▶ [Texto de lectura]
La seguridad en debate es un espacio que promovemos desde la diaria para dar una discusión a fondo sobre sociedad y políticas de seguridad. Profesionales en la materia brindan sus aportes para abrir un debate necesario en estos tiempos.
Los mandatarios suelen ser expertos en hacer malabares retóricos, encubren las malas intenciones detrás de fórmulas llamativas, a veces políticamente incorrectas y otras veces correctísimas, tal como lo exige jugar en cancha grande. A fines de abril, el presidente Luis Lacalle Pou se dejó caer por la ciudad de Buenos Aires para asistir a una cena organizada por la Fundación Internacional para la Libertad que reunió a las principales figuras del neoliberalismo y la derecha argentina. Allí dedicó unas palabras al resto de los comensales, entre los que se encontraban Javier Milei, Mauricio Macri y José María Aznar.
Fue una oportunidad para agradecerle a Milei por la autorización para dragar el canal de entrada al puerto de Montevideo, pero también para tomar distancia o manifestar algunos matices con la élite neoliberal argentina que estaba allí reunida, levantando sus copas, celebrando la “banalidad del bien”.
Necesidad o libertad
Lacalle Pou fue cortito pero contundente: “No hay libertad sin un Estado fuerte”. Concretamente, señaló “que [es] difícil gozar de la libertad individual si se vive en un rancho”. “Tenemos que tener un Estado fuerte para que el individuo pueda gozar del ejercicio de la libertad”, dijo. En otras palabras: donde hay pobreza no hay libertad, donde hay pobreza hay necesidad, y ya se sabe que, como reza el refrán, “la necesidad tiene cara de hereje”.
Las declaraciones del presidente uruguayo, al lado de su par argentino, estuvieron a su izquierda; le devolvieron discreción a ese cónclave neoliberal. Pero la prudencia de Lacalle Pou esconde otros propósitos que merecen leerse con mayor detenimiento. En efecto, sus palabras son provocativas, intrincadas, tienen sus entrelíneas y cosas no dichas que conviene poner sobre la mesa.

▶ [Material sin procesar]
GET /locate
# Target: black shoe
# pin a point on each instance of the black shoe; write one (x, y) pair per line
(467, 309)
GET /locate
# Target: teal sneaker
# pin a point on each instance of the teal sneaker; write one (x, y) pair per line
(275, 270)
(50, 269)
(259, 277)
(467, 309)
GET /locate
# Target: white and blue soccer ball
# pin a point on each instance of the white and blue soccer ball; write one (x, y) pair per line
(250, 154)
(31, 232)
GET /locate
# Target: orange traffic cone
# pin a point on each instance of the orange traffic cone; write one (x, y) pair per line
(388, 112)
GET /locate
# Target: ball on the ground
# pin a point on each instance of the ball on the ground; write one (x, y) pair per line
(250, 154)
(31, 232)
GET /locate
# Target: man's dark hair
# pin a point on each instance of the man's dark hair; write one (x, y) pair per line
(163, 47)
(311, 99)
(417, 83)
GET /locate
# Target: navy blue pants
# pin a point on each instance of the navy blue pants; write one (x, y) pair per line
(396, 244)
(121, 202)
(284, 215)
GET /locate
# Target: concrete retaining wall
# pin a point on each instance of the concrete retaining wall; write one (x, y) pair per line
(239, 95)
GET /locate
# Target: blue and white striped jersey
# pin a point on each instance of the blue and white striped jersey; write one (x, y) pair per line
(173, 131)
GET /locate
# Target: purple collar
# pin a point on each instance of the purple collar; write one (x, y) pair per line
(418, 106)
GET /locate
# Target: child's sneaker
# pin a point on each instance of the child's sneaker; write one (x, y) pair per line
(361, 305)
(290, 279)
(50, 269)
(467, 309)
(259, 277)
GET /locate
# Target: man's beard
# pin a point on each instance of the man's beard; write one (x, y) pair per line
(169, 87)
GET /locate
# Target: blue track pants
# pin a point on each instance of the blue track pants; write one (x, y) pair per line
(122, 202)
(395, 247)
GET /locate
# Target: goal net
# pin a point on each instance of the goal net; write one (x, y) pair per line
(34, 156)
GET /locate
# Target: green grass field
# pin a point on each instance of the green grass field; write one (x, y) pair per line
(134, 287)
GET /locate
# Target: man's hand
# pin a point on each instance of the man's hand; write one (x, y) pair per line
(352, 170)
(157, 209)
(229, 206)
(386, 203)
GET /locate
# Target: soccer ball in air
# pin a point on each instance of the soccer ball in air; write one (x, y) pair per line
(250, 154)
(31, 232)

▶ [Tareas del ejercicio]
**A.** Duplica el fragmento del texto de lectura que comienza con "Necesidad o libertad" y continúa hasta "sobre la mesa.".
**B.** Según el texto de lectura, ¿qué entidad organizó la cena a la que asistió Lacalle Pou en Buenos Aires?
**C.** ¿Concuerdan con el texto de lectura estas afirmaciones? Responde sí o no a cada una y cita las palabras del texto que lo deciden.
(i) La cena tuvo lugar en Buenos Aires a fines de abril.
(ii) Lacalle Pou le agradeció a Milei la autorización para dragar el canal de entrada al puerto de Montevideo.
(iii) Lacalle Pou afirmó que puede haber libertad sin un Estado fuerte.
El material no interviene para nada en esto.

▶ [Respuestas del ejercicio]
**A.**
Necesidad o libertad
Lacalle Pou fue cortito pero contundente: “No hay libertad sin un Estado fuerte”. Concretamente, señaló “que [es] difícil gozar de la libertad individual si se vive en un rancho”. “Tenemos que tener un Estado fuerte para que el individuo pueda gozar del ejercicio de la libertad”, dijo. En otras palabras: donde hay pobreza no hay libertad, donde hay pobreza hay necesidad, y ya se sabe que, como reza el refrán, “la necesidad tiene cara de hereje”.
Las declaraciones del presidente uruguayo, al lado de su par argentino, estuvieron a su izquierda; le devolvieron discreción a ese cónclave neoliberal. Pero la prudencia de Lacalle Pou esconde otros propósitos que merecen leerse con mayor detenimiento. En efecto, sus palabras son provocativas, intrincadas, tienen sus entrelíneas y cosas no dichas que conviene poner sobre la mesa.

**B.** La Fundación Internacional para la Libertad.

**C.**
(i) Sí: "A fines de abril, el presidente Luis Lacalle Pou se dejó caer por la ciudad de Buenos Aires".
(ii) Sí: "agradecerle a Milei por la autorización para dragar el canal de entrada al puerto de Montevideo".
(iii) No: "No hay libertad sin un Estado fuerte".